» SOURCE TEXT
= = = = =
I don’t think you can put any meaningful objective/numerical quantifier on something that you cannot directly map to a repeatable, objective, measurement.

Even among those that try, you nearly always find it’ll start at something like a 10 point scale, and then after a handful of assessments, it’s suddenly getting sub-divided into halves or tenths of a point … and maintaining consistency even on a 10 point scale it just about impossible due to the raw number of variables involved (physical and not).

Which isn’t to say there isn’t a way to map between a suitable sample of subjective assessments and preferences across a suitable sample of evaluators (formal or otherwise)*. Though this is ultimately constrained by the consistency of the evaluators response to a given item. And, of course, there is no current data set available that would support this.


*In fact I just completed paper work for a patent filing on just such a system and method, and means for accumulating the necessary data to operate it.

7 Likes

I wouldn’t call it all ‘egg-head’ necessarily haha. It gets a bit into the whole ‘matter of taste’ thing that I mentioned. But I tend to think aesthetics is all reducible as well - even if it’s not yet clear. So we might not know why we prefer one thing over another, but presumably there is a reason. Maybe that’s physiological, maybe cultural. But just because differences in preference exist, doesn’t mean they’re not grounded in something more substantial.

1 Like

Yeah and with headphones, when we are doing ‘subjective benchmarking’, it’s always relative to other headphones or experiences we’ve had. It’s not independently generated.

2 Likes

You could, fairly easily, control for a baseline headphone for all other comparisons (getting agreement on the baseline is vastly harder than the control for it).
= = = = =
» AVAILABLE DATA
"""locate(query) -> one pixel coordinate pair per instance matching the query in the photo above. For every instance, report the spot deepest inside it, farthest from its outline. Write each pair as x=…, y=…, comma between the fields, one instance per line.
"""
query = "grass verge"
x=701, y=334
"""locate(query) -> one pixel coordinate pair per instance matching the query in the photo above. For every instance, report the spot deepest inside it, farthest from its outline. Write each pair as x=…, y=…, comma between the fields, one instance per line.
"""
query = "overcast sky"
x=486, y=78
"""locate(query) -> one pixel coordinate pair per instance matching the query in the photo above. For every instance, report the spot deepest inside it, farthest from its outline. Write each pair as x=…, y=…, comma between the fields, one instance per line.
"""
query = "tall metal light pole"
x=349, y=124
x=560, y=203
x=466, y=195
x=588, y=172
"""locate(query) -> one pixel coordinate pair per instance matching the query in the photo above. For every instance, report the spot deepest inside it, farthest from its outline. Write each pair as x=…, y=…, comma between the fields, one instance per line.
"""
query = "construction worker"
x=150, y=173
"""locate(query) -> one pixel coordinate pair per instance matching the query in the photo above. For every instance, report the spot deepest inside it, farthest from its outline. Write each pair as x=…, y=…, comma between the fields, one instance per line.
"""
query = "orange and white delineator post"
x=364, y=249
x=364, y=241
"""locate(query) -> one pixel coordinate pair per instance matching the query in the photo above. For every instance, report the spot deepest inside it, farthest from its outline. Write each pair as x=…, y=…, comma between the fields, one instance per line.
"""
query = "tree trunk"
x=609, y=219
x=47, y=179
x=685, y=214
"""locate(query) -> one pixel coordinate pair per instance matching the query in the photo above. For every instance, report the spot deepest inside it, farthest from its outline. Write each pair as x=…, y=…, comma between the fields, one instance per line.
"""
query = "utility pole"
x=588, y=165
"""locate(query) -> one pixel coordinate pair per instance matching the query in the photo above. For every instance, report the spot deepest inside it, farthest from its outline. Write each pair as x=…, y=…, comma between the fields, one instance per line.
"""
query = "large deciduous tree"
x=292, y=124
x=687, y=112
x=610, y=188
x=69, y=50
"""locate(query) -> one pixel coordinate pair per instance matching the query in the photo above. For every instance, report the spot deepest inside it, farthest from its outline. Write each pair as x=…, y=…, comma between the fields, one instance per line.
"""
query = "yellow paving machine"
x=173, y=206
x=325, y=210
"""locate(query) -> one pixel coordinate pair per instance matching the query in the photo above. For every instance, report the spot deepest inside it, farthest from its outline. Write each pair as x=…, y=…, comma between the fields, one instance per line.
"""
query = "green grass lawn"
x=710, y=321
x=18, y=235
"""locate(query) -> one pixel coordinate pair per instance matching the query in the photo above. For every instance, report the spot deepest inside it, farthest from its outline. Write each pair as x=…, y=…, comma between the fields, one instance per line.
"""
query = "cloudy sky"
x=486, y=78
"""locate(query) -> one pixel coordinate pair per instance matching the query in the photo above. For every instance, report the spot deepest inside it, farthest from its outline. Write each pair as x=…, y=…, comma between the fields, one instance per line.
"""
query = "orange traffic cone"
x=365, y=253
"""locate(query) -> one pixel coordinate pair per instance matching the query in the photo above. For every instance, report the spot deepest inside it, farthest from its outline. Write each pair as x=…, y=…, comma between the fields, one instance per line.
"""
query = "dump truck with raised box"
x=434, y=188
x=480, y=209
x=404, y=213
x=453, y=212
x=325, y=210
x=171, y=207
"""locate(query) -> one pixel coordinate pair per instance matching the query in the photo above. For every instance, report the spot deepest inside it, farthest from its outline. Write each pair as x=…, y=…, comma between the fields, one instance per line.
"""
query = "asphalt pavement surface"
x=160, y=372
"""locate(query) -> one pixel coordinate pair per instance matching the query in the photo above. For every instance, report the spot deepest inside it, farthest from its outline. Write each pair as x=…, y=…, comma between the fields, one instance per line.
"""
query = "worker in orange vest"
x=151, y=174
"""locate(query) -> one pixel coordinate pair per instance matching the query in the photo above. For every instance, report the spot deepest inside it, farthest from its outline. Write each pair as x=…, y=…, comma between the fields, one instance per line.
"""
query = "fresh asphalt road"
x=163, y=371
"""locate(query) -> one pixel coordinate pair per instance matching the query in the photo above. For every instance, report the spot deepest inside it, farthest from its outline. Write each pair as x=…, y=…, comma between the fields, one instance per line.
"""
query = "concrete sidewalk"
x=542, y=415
= = = = =
» WORK ITEM A
In the forum thread, what is said to be vastly harder than controlling for a baseline headphone?
» WORK ITEM B
Copy word for word the part of the forum thread starting with "You could, fairly" and going on through "control for it).".

» TASK SOLUTION A
Getting agreement on the baseline.

» TASK SOLUTION B
You could, fairly easily, control for a baseline headphone for all other comparisons (getting agreement on the baseline is vastly harder than the control for it).